TEXT EXCERPT:
· · · · · · ·

The hackers behind these account takeovers were able to mobilize quickly to steal Disney+ account credentials and make them available for sale online. This suggests that they either gained access to these accounts by either using leaked credentials from past data breaches or by using info-stealing malware.
Hacking forums now have thousands of Disney+ accounts available for sale but ZDNet also discovered that some forums were giving away these credentials for free so that the hacker community could use and share them with others.
Technical program manager at HackerOne, Niels Schweisshelm explained how Disney can combat these account takeovers by implementing two-factor authentication for its service, saying:
"It’s no surprise that cybercriminals jump on the same bandwagon as everyone else when there’s a big new consumer launch. The scale of fresh accounts means it’s very much worth their while to invest in attempting to compromise them – cybercriminals can rely on consumers’ security apathy to give them an easy win.

· · · · · · ·

EXERCISES TO COMPLETE:
1. From the excerpt on Disney+ account takeovers, transcribe the passage from "Hacking forums now" to "an easy win.".
2. Answer these questions using the excerpt on Disney+ account takeovers:
(a) What did ZDNet find some forums doing with the Disney+ credentials?
(b) What is Niels Schweisshelm's position, and at which company?
(c) What security measure does he say Disney could implement for its service?
3. Carry on the excerpt on Disney+ account takeovers from its final sentence.

RECORDED INFORMATION:
· · · · · · ·

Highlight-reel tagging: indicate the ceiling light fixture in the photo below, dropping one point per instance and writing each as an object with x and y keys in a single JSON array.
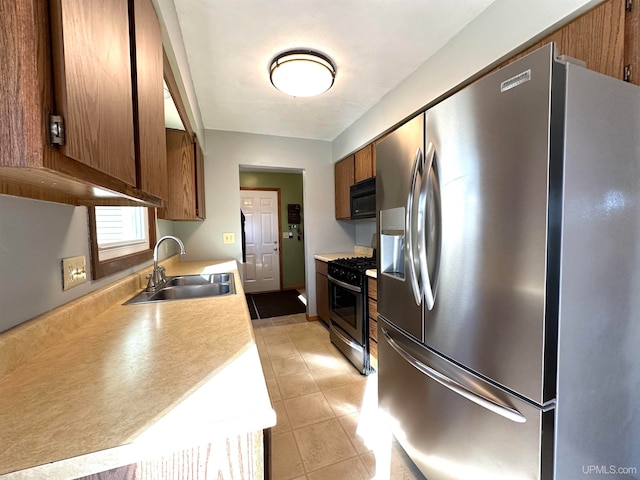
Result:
[{"x": 302, "y": 73}]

· · · · · · ·

RESULTS OF THE TASKS:
1.
Hacking forums now have thousands of Disney+ accounts available for sale but ZDNet also discovered that some forums were giving away these credentials for free so that the hacker community could use and share them with others.
Technical program manager at HackerOne, Niels Schweisshelm explained how Disney can combat these account takeovers by implementing two-factor authentication for its service, saying:
"It’s no surprise that cybercriminals jump on the same bandwagon as everyone else when there’s a big new consumer launch. The scale of fresh accounts means it’s very much worth their while to invest in attempting to compromise them – cybercriminals can rely on consumers’ security apathy to give them an easy win.

2.
(a) Giving them away for free so the hacker community could use and share them.
(b) Technical program manager at HackerOne.
(c) Two-factor authentication.

3.
"This research should act as a reminder to all consumers about the importance of securing online accounts with strong, complex passwords. The trouble is, Passwords are the worst option for secure authentication, but we don’t yet have anything better. For the foreseeable future, people will have to continue making passwords work for them, whether that is using personal algorithms to keep track of them or using password managers. Organizations can do their part by implementing and pushing or even mandating two-factor authentication so that even if passwords are breached, the damage is contained. However, I don’t think we’ll see easy, small-scale theft like that of streaming service accounts brought under control anytime soon.”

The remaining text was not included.